Reading text:
# Help id plants from Sulawesi



## joydiv (Mar 12, 2007)

Hi all
Please help me to id these 2 plants. Thanks. Both from lake Matano Sulawesi.

Plant 1










Plant 2


----------



## gooey (Dec 12, 2007)

1st plant i think is Najas graminea, a floating plant. 2nd one.. no idea except the leaves look like Marsilea hirsuta.


----------



## joydiv (Mar 12, 2007)

It is definitely not marsilea hirsuta as its a rosette type plant. Thanks for the 1st id.


----------



## HeyPK (Jan 23, 2004)

I also think plant #1 is a Najas species. Just a guess---plant #2 may be genus Eichornia.


----------



## joydiv (Mar 12, 2007)

Anyone esle?


----------



## davemonkey (Mar 29, 2008)

Read through this link about Eichornia species. http://www.thekrib.com/Plants/Plants/Eichhornia.html

It may just take some time growing it out and seeing how it matures before a positive ID can be made. Either way, it's a neat looking plant, and well worth keeping....until it grows into a giant squid and eats your aquarium. 

-Dave


----------



## joydiv (Mar 12, 2007)

I do not think that it is a Eichornia species. Not sure if I can do this, borrowed this picture from Mimbon on their exploration of Sulawesi. The circled plant growing amonst the Eriocaulon is the plant that I have. 








Anyone? Able to place within a family, will be of great help.


----------



## gibmaker (Jan 3, 2007)

OMG I want to go diving there!


----------



## gibmaker (Jan 3, 2007)

Not trying to hijack your thread, but is there a site on the mimbon sulawesi exploration in english?


----------



## joydiv (Mar 12, 2007)

You can use a web translator I Guess.


----------

Aim of the task:
Can you reproduce word for word the part of the Sulawesi plant thread that opens with the words containing "I do not think" and closes with "that I have."?

Extracted records:

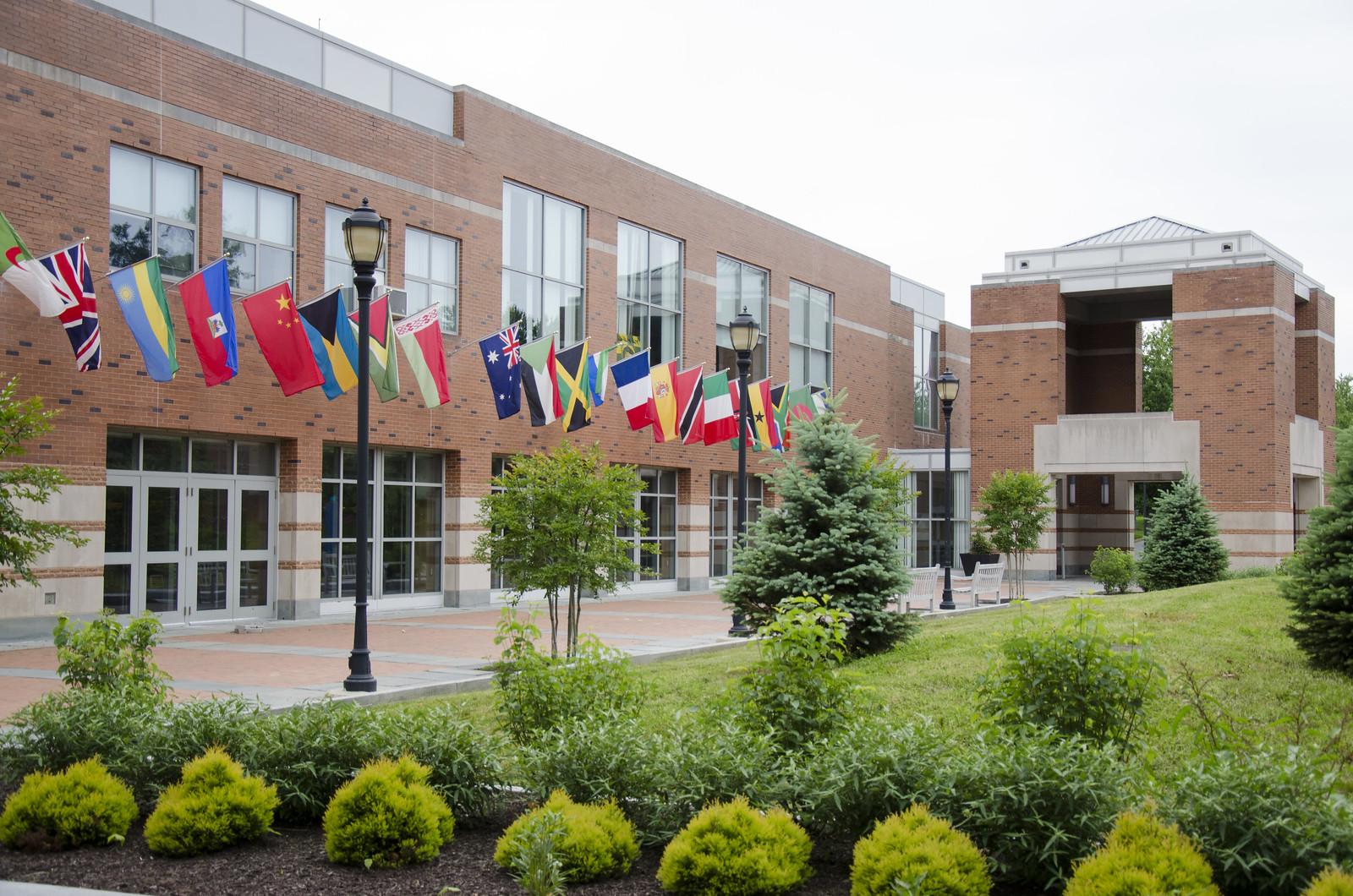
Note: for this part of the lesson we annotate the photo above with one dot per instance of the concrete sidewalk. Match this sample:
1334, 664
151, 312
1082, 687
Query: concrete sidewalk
421, 653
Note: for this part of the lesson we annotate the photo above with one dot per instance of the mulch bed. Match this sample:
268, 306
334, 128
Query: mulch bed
293, 861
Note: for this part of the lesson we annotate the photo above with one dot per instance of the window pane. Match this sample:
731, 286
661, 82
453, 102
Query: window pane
176, 191
129, 180
275, 218
238, 209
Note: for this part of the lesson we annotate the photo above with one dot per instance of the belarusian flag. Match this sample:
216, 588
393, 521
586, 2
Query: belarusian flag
720, 421
540, 382
22, 271
385, 366
419, 336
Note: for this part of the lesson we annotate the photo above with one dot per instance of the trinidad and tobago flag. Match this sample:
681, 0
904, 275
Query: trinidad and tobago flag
69, 274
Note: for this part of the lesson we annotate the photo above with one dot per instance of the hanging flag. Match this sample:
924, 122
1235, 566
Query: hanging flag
283, 339
762, 416
597, 367
385, 366
720, 418
635, 387
540, 383
211, 321
69, 274
502, 360
419, 336
572, 369
24, 272
141, 295
690, 403
331, 341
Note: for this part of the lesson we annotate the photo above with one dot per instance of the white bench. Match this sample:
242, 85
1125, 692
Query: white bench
923, 589
985, 582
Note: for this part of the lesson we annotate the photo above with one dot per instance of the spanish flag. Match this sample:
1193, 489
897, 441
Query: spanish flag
141, 295
331, 341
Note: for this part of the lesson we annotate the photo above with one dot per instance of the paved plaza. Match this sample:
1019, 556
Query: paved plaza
421, 653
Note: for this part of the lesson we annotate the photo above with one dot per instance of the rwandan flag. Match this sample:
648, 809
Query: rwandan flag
331, 341
141, 295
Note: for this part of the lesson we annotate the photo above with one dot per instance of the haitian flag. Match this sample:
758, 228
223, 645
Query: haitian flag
502, 363
283, 340
211, 321
69, 274
419, 336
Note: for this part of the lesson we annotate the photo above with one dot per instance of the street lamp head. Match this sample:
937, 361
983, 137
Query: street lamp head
947, 386
744, 332
364, 233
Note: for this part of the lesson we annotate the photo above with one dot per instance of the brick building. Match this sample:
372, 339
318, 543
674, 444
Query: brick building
1057, 383
189, 128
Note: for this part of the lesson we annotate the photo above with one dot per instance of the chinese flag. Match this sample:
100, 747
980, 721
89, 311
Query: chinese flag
282, 339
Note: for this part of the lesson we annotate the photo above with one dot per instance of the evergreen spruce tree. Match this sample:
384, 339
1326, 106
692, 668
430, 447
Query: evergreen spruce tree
1321, 574
1181, 542
835, 533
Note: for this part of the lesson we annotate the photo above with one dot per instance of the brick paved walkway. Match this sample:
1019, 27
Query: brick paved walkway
421, 651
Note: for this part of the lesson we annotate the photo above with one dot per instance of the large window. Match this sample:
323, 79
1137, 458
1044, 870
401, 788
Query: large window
809, 336
649, 287
543, 265
926, 371
723, 517
658, 502
152, 211
742, 286
337, 265
405, 522
259, 232
432, 265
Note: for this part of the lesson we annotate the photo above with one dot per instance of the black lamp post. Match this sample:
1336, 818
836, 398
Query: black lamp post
947, 389
364, 233
744, 332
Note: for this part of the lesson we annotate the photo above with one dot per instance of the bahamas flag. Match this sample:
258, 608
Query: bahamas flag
141, 295
333, 342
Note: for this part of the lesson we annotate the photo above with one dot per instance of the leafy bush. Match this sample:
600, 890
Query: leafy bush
1114, 569
1267, 821
216, 806
1143, 855
538, 693
81, 804
597, 839
919, 855
797, 691
1319, 581
1034, 801
387, 817
1330, 882
1183, 546
1071, 677
737, 850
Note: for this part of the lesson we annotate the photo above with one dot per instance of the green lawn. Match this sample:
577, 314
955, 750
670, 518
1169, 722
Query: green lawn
1230, 634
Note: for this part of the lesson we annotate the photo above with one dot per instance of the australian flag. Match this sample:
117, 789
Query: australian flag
69, 274
502, 360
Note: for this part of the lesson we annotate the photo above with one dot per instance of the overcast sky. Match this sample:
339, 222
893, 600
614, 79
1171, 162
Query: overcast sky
937, 135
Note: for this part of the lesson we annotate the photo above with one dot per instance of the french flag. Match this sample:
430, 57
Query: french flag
635, 387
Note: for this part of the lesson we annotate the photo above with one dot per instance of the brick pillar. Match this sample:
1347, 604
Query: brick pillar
1235, 353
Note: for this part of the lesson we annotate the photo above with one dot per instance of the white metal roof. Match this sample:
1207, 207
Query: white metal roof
1150, 227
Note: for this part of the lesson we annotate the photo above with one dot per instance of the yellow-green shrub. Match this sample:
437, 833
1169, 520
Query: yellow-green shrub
1332, 882
213, 807
730, 849
81, 804
922, 855
1143, 855
387, 817
599, 841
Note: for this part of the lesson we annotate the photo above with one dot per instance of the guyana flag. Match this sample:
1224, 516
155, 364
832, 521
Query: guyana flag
572, 373
385, 367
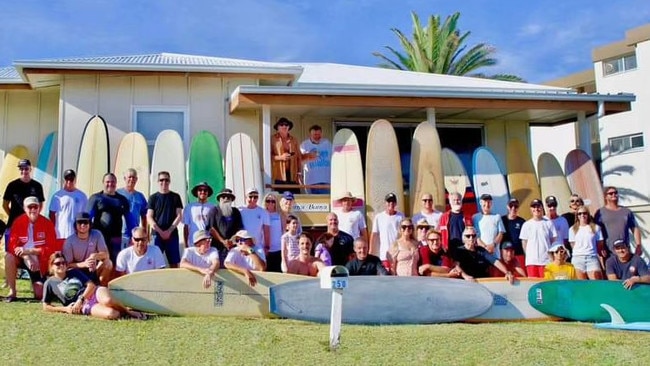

Reply to the task:
I do not think that it is a Eichornia species. Not sure if I can do this, borrowed this picture from Mimbon on their exploration of Sulawesi. The circled plant growing amonst the Eriocaulon is the plant that I have.